Suppose we wish to study the relation between two observables, $X$ and $Y$, as we suspect that there exists a mathematical rule: our theory tells us that \begin{align} Y = h_\theta(X) \end{align} where $h_\theta$ is a given function (called *hypothesis*) of $X$ and of a number of other parameters $\theta$. Our purpose is to find the correct values of parameters $\theta = (\theta_1,..,\theta_n)$.

To do so, we must collect data. We therefore perform the simultaneous measurement of observables $X$ and $Y$, collecting many such measurements. Let us denote each measurement outcome by $(x^{(a)},y^{(a)})$, with $a=1,..,A$. Since the data suffers from measurement errors, we cannot claim that $h_\theta(x^{(a)}) = y^{(a)}$, even if our hypothesis is perfectly correct and we choose the "correct" values of $\theta$. We thus define the errors of each measurement as \begin{align} \epsilon_a := y^{(a)} - h_\theta(x^{(a)}) \end{align} The assumption is now that these errors are normally distributed. More precisely, the $A$-dimensional column-vector $\vec \epsilon$ (whose $a$th element is $\epsilon_a$) is the outcome of a random variable $\vec E$ distributed according to $\mathcal N(\vec 0, \Sigma)$, where $\Sigma$ is a given $A \times A$ covariance matrix. Therefore, we can write the pdf of $\vec \epsilon$ with parameters $\theta$ as \begin{align} p_{\vec E}(\vec \epsilon; \theta) = \dfrac{1}{\sqrt{(2\pi)^m|\det\Sigma|}} e^{-\frac{1}{2} \vec \epsilon^T \Sigma^{-1} \vec \epsilon} \end{align} Now, the parameters $\theta$ are unknown, and so -- from a Bayesian point of view -- we can think of $\theta$ as the outcome of a random variable $\Theta$. Then, $p_{\vec E}(\vec \epsilon; \theta)$ can be regarded as a conditional probability $p_{\vec E | \Theta}(\vec \epsilon | \theta)$: the probability of finding data errors $\vec E = \vec \epsilon$ given that the parameters are $\Theta = \theta$. By Bayes' theorem, we can thus write the inverse conditional probability, that is, the pdf of finding parameters $\Theta = \theta$ given the data errors are $\vec E = \vec \epsilon$: \begin{align} p_{\Theta | \vec E}(\theta | \vec \epsilon) = \dfrac{p_{\vec E | \Theta}(\vec \epsilon | \theta) p_\Theta(\theta)}{p_{\vec E}(\vec \epsilon)} \end{align} This $p_{\Theta | \vec E}$ is the pdf we are actually interested in, since it allows us to compute the most probable value of the parameters $\Theta$, as well as the error: \begin{align} \theta_* = \mathbb E[\Theta], \ \ \ \ \ \sigma := \sqrt{\text{Var}[\Theta]} = \sqrt{\mathbb E[\Theta^2] - \mathbb E[\Theta]^2} \end{align} We therefore wish to make use of MCMC to sample $m$ points following $p_{\Theta | \vec E}$ and to estimate the various expected values we wish to compute.

◆ ◆ ◆ ◆

## Instructions to follow
In the passage on estimating the parameters θ, which distribution is the error vector assumed to follow?

◆ ◆ ◆ ◆

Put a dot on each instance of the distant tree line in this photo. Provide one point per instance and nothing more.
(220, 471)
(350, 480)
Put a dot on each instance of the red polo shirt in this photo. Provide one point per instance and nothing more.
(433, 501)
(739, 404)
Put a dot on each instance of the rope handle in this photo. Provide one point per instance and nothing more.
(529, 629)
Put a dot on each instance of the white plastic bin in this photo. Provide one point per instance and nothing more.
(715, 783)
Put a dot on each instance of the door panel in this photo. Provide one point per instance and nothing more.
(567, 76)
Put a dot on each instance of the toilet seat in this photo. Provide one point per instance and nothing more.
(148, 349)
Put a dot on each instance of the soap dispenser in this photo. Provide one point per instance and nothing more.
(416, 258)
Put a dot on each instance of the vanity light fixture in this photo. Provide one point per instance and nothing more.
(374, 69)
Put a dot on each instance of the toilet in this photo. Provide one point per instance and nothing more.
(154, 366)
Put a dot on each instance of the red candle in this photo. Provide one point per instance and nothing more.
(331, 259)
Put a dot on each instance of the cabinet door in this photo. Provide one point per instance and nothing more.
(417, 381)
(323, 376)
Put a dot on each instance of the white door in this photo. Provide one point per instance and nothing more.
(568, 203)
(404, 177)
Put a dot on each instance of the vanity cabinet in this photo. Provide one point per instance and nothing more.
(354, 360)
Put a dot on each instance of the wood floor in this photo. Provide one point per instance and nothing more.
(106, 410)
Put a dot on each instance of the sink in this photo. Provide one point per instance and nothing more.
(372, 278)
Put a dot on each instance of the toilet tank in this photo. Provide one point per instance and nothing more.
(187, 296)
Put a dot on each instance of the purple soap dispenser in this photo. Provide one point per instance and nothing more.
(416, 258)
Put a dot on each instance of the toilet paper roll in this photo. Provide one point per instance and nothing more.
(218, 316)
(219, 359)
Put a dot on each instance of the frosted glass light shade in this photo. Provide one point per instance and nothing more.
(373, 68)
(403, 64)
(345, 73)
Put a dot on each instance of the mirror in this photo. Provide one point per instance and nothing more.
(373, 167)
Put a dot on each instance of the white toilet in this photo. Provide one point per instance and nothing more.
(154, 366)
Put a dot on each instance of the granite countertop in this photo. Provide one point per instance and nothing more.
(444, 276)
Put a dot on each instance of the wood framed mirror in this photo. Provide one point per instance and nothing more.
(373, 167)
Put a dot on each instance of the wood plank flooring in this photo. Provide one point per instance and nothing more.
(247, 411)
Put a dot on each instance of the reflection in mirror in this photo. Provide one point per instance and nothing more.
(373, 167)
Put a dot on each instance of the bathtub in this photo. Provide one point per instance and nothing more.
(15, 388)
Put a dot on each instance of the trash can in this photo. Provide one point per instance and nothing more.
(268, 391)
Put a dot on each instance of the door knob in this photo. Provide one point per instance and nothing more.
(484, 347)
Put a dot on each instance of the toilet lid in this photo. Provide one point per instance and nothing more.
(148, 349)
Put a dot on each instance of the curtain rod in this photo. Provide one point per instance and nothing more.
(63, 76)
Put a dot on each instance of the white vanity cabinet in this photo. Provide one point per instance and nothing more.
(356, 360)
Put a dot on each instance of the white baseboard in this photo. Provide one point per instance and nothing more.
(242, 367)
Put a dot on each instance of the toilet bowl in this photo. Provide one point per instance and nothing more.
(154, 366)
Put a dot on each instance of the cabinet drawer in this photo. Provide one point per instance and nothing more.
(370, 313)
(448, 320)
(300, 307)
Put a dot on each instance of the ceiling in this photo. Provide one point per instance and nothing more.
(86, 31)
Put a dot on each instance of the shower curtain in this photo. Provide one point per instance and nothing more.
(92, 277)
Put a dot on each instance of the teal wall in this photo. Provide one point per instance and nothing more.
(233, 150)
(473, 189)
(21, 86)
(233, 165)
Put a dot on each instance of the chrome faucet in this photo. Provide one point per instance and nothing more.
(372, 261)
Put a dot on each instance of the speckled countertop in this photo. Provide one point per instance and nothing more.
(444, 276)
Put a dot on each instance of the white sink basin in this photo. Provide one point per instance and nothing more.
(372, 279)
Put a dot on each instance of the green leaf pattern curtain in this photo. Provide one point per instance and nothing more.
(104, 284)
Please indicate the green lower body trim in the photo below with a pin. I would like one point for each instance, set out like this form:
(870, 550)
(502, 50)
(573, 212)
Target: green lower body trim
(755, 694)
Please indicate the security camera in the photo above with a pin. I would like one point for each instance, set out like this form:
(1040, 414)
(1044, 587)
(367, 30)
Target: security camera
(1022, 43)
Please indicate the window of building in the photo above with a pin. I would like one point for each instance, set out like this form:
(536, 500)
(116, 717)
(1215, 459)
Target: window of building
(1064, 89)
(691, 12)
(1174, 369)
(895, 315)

◆ ◆ ◆ ◆

## Task result
A normal distribution $\mathcal N(\vec 0, \Sigma)$, where $\Sigma$ is a given $A \times A$ covariance matrix.